> [Task to complete]
Render the stretch from the line containing "Where can the metal chair" through the end of the records as a Markdown table with two columns, "No." for the row number and "Entry" for the line itself. Leave out any blank lines.

> [Data rows]
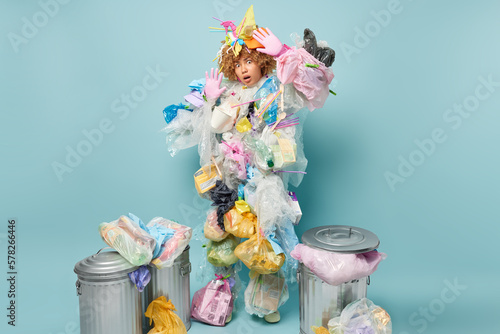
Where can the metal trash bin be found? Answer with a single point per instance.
(173, 283)
(108, 300)
(319, 301)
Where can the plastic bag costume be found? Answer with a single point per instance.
(249, 139)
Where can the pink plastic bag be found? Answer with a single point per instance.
(337, 268)
(213, 303)
(311, 81)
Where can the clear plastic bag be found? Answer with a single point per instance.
(221, 254)
(361, 316)
(212, 230)
(213, 303)
(266, 293)
(241, 225)
(312, 82)
(272, 207)
(173, 246)
(166, 321)
(287, 239)
(258, 255)
(128, 239)
(337, 268)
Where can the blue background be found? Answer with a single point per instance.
(394, 86)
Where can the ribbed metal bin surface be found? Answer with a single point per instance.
(110, 308)
(109, 302)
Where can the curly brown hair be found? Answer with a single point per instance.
(227, 60)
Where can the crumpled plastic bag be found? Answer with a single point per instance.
(211, 229)
(266, 293)
(287, 239)
(221, 254)
(172, 246)
(311, 82)
(213, 303)
(223, 198)
(265, 94)
(128, 239)
(166, 321)
(337, 268)
(236, 156)
(272, 203)
(282, 144)
(324, 54)
(241, 225)
(361, 317)
(140, 277)
(258, 255)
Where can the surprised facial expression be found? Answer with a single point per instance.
(248, 71)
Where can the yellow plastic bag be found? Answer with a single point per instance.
(166, 321)
(258, 255)
(221, 254)
(240, 225)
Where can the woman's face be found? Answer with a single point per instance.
(247, 70)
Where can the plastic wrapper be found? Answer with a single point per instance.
(319, 330)
(288, 240)
(213, 303)
(128, 239)
(265, 95)
(165, 320)
(180, 131)
(310, 81)
(221, 253)
(272, 207)
(170, 112)
(266, 293)
(205, 178)
(258, 255)
(236, 156)
(140, 277)
(241, 225)
(324, 54)
(262, 154)
(211, 229)
(282, 145)
(337, 268)
(361, 317)
(224, 199)
(173, 246)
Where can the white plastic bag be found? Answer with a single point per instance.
(361, 317)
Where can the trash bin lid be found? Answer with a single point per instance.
(104, 266)
(341, 239)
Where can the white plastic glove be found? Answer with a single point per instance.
(212, 85)
(271, 43)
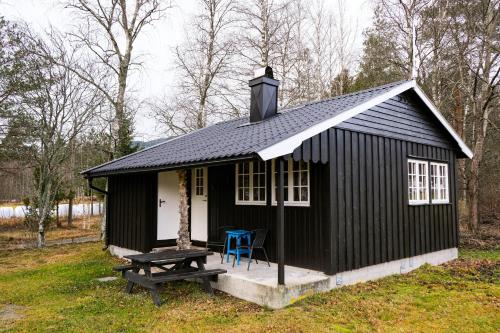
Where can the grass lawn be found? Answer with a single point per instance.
(55, 289)
(13, 231)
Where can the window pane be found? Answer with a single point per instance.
(303, 194)
(303, 178)
(255, 195)
(296, 179)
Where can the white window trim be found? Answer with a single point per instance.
(290, 186)
(427, 183)
(447, 199)
(250, 202)
(204, 181)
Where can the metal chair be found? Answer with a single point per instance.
(258, 243)
(221, 234)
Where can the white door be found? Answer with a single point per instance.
(168, 205)
(199, 227)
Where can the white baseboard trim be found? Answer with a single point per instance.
(399, 266)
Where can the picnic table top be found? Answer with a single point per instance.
(238, 232)
(168, 255)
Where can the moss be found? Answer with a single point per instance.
(55, 289)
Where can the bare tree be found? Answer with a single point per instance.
(482, 65)
(205, 73)
(107, 34)
(53, 115)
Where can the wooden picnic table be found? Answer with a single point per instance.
(174, 265)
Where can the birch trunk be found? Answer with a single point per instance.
(183, 241)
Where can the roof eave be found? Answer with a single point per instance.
(288, 145)
(107, 173)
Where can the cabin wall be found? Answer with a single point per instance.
(131, 211)
(372, 221)
(305, 227)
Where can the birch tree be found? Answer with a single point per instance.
(203, 90)
(61, 108)
(107, 35)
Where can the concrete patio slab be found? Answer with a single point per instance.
(260, 284)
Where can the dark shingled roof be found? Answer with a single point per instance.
(236, 138)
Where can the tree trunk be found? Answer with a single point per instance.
(91, 204)
(70, 210)
(41, 234)
(58, 222)
(183, 241)
(103, 221)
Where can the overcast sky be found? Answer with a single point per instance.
(155, 45)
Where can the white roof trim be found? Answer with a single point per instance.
(288, 145)
(466, 150)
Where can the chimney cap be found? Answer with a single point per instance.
(266, 71)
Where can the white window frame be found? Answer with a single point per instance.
(290, 201)
(251, 201)
(418, 201)
(436, 185)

> [Final result]
| No. | Entry |
|---|---|
| 1 | Where can the metal chair be found? Answer with a single point per instance. |
| 2 | (258, 243) |
| 3 | (221, 234) |
| 4 | Where can the white door be found? Answer with a single point per instance. |
| 5 | (168, 205) |
| 6 | (199, 227) |
| 7 | Where can the white baseboard trim be found? Answer with a single point per instance. |
| 8 | (399, 266) |
| 9 | Where can the picnic table top be found? Answer with a single point per instance. |
| 10 | (238, 232) |
| 11 | (168, 255) |
| 12 | Where can the moss be found? Answer with a single point per instance. |
| 13 | (55, 289) |
| 14 | Where can the bare tree be found? Answer with a single point per instance. |
| 15 | (482, 65) |
| 16 | (205, 73) |
| 17 | (107, 34) |
| 18 | (53, 115) |
| 19 | Where can the wooden picnic table be found? Answer with a single point per instance. |
| 20 | (174, 265) |
| 21 | Where can the birch trunk be found? Answer with a single point per instance. |
| 22 | (183, 241) |
| 23 | Where can the roof eave be found? Answer with a single point per instance. |
| 24 | (288, 145) |
| 25 | (107, 173) |
| 26 | Where can the cabin wall be found? Answer with a single point per instance. |
| 27 | (131, 211) |
| 28 | (372, 221) |
| 29 | (305, 227) |
| 30 | Where can the birch tree be found? Answer with a single point per instance. |
| 31 | (203, 90) |
| 32 | (61, 108) |
| 33 | (107, 35) |
| 34 | Where can the concrete patio slab be found? Answer with a single point per instance. |
| 35 | (260, 284) |
| 36 | Where can the dark shingled roof be found? Answer with a single point per instance. |
| 37 | (236, 138) |
| 38 | Where can the tree trunk be found? Answer with a single point per instance. |
| 39 | (91, 204) |
| 40 | (70, 210) |
| 41 | (41, 234) |
| 42 | (58, 222) |
| 43 | (183, 241) |
| 44 | (103, 221) |
| 45 | Where can the overcast sky be found? Answer with a single point per instance. |
| 46 | (155, 45) |
| 47 | Where can the white roof trim be found? Answer with a single point per instance. |
| 48 | (288, 145) |
| 49 | (466, 150) |
| 50 | Where can the chimney cap be found? Answer with a single point per instance. |
| 51 | (266, 71) |
| 52 | Where can the white window frame be found? Answer with a single point per instance. |
| 53 | (290, 201) |
| 54 | (251, 201) |
| 55 | (418, 201) |
| 56 | (436, 185) |